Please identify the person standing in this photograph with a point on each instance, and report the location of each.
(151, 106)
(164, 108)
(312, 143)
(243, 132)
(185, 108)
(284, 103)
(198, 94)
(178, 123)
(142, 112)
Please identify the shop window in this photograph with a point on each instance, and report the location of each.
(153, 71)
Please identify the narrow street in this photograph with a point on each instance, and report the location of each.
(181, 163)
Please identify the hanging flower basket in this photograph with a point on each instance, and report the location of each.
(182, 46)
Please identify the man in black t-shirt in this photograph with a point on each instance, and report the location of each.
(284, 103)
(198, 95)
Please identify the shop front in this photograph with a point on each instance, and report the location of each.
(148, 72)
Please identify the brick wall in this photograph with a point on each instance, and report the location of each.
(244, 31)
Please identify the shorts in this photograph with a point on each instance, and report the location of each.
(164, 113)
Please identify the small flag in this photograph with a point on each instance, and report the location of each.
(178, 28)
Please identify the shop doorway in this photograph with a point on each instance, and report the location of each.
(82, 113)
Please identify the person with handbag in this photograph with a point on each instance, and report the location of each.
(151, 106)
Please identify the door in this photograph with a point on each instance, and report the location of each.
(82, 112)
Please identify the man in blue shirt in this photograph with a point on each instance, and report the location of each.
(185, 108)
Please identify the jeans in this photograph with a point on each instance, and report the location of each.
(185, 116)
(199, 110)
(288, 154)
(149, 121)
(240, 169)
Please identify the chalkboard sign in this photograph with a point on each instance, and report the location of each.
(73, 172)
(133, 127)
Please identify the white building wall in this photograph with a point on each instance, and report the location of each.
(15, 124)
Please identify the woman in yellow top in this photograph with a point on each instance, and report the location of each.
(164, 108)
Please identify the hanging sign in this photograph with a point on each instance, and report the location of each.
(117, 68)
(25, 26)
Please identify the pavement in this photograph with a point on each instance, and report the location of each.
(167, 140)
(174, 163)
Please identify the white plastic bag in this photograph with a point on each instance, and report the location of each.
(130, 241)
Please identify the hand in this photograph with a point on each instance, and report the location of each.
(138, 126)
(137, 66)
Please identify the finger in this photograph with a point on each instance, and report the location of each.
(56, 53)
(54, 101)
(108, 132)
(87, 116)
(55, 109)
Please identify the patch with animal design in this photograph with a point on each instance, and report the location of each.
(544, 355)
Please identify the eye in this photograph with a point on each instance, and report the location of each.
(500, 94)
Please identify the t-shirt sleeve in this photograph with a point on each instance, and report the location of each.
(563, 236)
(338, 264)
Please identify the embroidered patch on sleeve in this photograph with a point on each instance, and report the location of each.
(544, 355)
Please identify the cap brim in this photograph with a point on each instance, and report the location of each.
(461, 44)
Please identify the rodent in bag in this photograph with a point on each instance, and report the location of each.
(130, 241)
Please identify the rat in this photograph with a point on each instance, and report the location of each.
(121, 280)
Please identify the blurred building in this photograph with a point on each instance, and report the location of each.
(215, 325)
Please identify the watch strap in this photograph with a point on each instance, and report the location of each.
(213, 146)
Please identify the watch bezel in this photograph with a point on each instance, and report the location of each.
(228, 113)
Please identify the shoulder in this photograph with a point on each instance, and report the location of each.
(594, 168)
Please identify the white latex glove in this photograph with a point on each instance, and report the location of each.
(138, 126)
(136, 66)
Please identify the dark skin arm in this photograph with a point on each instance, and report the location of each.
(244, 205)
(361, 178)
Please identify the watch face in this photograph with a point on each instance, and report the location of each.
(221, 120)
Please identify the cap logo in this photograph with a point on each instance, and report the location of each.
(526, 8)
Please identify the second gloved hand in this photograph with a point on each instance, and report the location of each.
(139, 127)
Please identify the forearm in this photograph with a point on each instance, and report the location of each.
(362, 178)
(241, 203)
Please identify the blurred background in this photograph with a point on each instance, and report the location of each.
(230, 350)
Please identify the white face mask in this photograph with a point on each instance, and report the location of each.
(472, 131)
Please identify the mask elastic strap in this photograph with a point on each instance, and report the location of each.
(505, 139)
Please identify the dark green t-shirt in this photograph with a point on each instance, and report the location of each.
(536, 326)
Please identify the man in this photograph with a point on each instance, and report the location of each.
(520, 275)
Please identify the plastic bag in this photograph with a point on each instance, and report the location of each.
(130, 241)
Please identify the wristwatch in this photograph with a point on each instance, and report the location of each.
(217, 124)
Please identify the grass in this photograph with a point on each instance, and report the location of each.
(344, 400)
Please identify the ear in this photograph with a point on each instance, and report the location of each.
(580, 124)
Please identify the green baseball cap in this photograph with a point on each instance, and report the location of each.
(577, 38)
......
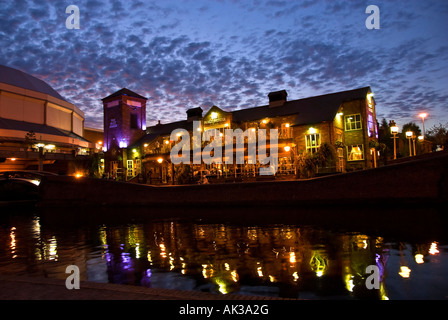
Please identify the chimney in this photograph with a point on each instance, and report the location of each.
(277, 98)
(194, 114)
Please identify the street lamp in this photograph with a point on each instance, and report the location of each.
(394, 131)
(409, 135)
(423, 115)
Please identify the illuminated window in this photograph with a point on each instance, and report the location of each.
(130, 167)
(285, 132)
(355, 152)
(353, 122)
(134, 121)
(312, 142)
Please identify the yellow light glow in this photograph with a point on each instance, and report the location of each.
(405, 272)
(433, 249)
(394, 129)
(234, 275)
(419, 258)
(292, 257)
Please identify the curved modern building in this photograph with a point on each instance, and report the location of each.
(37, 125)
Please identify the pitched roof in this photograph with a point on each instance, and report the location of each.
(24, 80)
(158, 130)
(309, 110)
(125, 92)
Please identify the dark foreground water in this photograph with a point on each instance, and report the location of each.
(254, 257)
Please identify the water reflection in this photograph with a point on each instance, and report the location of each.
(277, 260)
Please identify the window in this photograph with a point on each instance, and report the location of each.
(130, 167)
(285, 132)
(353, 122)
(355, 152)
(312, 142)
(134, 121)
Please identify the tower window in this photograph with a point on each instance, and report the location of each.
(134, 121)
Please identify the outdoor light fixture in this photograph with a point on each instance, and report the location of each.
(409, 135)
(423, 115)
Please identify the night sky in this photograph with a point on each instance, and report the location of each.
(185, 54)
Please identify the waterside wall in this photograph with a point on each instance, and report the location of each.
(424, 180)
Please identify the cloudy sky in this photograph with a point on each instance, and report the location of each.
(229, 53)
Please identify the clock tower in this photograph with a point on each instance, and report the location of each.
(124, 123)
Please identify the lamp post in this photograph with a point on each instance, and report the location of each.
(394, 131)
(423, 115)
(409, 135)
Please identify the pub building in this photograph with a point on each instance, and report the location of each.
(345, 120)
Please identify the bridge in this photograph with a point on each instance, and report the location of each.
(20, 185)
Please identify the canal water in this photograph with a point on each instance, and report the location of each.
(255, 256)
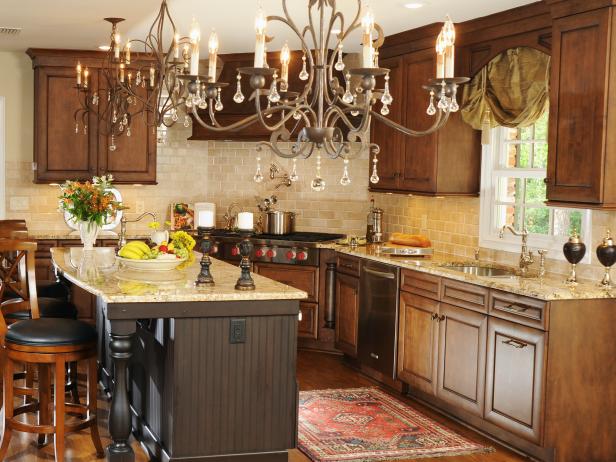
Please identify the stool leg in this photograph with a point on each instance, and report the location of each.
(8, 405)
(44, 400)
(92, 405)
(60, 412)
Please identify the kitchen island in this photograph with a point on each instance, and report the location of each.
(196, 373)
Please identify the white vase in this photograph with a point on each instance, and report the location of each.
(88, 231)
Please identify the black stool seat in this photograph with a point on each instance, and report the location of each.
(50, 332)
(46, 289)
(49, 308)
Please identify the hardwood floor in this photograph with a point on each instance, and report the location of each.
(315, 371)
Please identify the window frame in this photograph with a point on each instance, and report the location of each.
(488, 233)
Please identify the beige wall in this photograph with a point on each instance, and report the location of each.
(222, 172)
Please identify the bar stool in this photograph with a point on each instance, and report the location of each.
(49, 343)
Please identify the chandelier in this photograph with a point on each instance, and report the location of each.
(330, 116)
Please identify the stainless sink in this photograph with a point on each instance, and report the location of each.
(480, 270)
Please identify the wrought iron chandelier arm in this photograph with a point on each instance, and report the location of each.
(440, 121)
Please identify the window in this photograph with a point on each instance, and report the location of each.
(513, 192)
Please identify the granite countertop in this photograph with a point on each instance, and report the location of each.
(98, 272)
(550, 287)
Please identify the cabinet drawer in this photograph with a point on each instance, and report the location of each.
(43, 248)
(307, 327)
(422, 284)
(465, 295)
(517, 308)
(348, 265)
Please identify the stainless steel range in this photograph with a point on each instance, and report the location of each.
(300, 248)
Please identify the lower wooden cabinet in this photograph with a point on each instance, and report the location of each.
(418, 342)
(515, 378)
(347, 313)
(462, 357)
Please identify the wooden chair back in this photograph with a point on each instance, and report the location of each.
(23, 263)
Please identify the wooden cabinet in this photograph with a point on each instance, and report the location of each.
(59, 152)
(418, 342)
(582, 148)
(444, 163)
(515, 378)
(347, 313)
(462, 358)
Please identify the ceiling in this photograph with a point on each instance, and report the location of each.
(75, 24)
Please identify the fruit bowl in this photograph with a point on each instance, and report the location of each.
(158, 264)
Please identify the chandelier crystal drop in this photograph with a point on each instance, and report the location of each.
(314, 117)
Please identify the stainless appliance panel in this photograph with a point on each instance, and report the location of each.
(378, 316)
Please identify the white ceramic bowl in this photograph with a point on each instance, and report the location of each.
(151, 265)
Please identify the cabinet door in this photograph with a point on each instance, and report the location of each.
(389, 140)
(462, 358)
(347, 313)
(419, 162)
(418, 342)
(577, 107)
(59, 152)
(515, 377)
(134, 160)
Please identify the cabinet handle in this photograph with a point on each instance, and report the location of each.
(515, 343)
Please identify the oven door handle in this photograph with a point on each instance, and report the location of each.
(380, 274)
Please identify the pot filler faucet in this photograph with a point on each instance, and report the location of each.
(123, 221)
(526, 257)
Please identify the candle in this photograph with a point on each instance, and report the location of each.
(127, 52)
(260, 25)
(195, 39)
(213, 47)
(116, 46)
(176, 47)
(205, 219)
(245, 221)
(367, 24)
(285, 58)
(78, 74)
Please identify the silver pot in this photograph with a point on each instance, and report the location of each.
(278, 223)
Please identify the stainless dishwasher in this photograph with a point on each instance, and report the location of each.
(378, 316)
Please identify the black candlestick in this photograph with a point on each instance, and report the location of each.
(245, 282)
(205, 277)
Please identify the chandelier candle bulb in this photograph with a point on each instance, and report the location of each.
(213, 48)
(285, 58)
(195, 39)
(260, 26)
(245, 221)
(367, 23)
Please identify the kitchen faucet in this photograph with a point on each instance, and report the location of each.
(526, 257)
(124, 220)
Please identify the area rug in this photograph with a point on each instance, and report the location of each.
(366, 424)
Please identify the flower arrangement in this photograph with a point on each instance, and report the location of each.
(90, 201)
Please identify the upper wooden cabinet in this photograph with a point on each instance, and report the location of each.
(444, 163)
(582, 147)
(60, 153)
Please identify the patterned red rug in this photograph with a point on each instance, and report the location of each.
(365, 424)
......
• **YOUR INSTRUCTIONS**
How many lines of the material above contain the string "shirt"? Give only the number.

• **FULL OUTPUT**
4